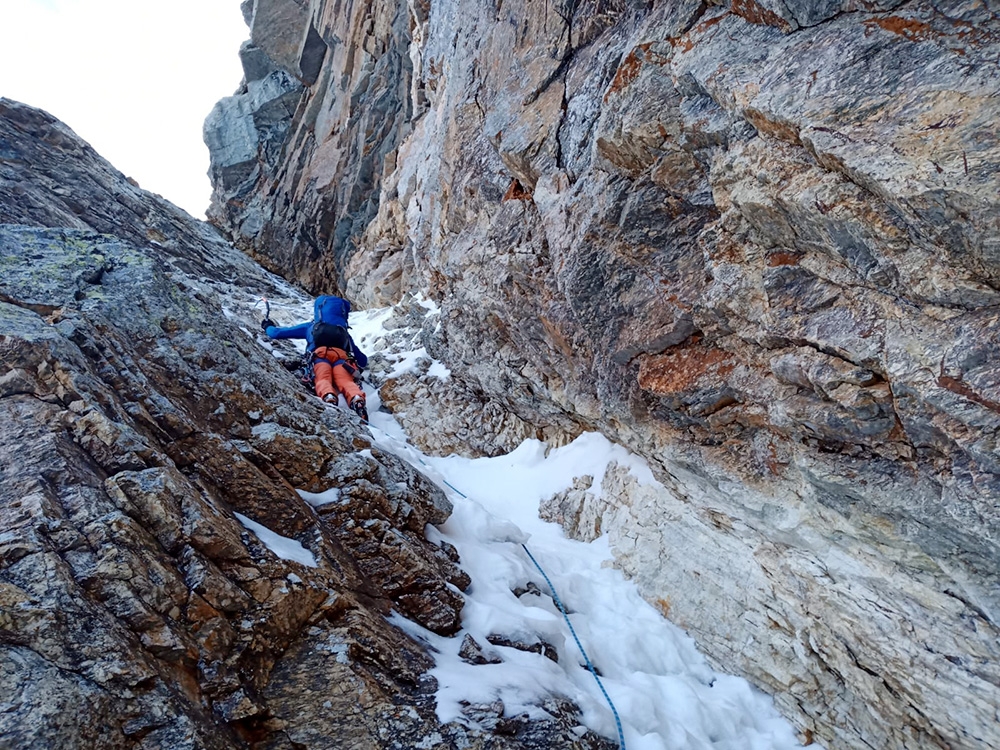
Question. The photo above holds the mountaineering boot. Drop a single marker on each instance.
(358, 405)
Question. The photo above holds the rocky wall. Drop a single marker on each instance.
(145, 430)
(756, 242)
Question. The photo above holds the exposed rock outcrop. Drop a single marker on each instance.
(757, 242)
(147, 438)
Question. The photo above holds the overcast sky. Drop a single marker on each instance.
(134, 78)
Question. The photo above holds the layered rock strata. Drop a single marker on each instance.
(758, 243)
(147, 437)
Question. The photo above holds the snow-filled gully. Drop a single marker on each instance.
(667, 696)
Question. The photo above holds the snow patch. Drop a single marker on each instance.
(282, 546)
(331, 495)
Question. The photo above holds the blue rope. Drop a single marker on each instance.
(558, 601)
(590, 666)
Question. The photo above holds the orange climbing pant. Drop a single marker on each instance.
(327, 376)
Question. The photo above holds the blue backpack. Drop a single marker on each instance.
(330, 322)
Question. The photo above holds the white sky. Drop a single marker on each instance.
(134, 78)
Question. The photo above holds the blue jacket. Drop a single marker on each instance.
(333, 310)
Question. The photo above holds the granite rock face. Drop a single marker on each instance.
(757, 242)
(145, 432)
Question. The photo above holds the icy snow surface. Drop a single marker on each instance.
(667, 696)
(282, 546)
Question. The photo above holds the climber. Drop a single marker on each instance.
(335, 359)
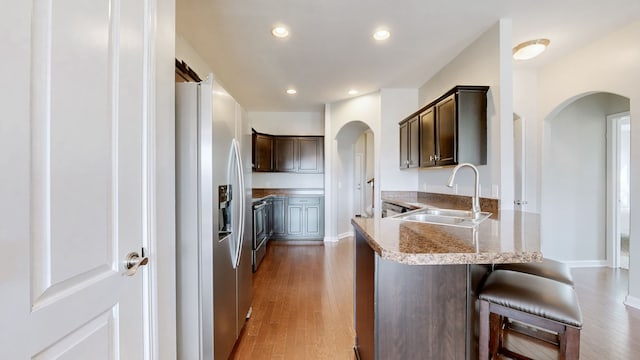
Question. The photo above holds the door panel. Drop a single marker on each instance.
(80, 146)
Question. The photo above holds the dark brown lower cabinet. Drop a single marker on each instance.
(413, 311)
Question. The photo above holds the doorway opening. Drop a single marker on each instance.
(619, 139)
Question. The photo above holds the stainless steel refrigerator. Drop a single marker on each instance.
(214, 228)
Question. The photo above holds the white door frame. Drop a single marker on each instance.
(614, 123)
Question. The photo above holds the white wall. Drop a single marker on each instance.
(610, 64)
(288, 123)
(396, 104)
(574, 183)
(487, 61)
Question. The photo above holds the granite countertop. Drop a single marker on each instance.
(507, 237)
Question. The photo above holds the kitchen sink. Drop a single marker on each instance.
(452, 217)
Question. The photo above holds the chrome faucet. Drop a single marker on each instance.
(475, 200)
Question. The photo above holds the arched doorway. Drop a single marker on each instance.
(575, 195)
(354, 168)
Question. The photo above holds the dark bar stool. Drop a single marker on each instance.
(548, 268)
(544, 303)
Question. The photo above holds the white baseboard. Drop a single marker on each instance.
(632, 301)
(586, 263)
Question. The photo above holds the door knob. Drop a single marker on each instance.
(134, 261)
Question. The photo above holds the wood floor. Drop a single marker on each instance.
(303, 309)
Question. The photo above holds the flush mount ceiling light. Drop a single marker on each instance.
(381, 34)
(280, 32)
(530, 49)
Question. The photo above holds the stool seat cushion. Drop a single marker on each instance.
(532, 294)
(548, 268)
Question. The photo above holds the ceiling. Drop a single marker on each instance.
(331, 49)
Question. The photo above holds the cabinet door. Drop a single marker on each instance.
(311, 154)
(404, 145)
(446, 131)
(285, 154)
(279, 219)
(427, 138)
(414, 142)
(262, 152)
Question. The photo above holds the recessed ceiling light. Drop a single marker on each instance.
(381, 34)
(530, 49)
(280, 31)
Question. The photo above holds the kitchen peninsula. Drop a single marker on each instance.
(415, 282)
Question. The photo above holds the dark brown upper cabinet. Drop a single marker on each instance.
(453, 128)
(262, 152)
(294, 154)
(410, 143)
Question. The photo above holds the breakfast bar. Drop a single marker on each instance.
(416, 282)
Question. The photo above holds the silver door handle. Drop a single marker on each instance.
(134, 261)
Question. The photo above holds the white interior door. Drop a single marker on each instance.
(73, 186)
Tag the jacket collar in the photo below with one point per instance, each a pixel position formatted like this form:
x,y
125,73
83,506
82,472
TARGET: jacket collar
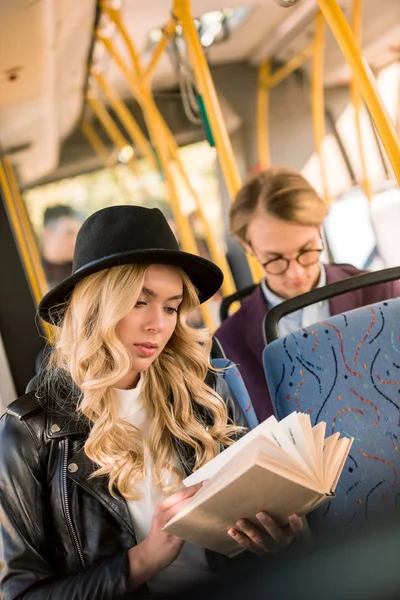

= = = =

Copy every line of the data where "collar" is found.

#### Reply to the exercise
Tag the jacket collar in the photo below with one point per instance, each a pixel position formatted like this form:
TARGET: jacket collar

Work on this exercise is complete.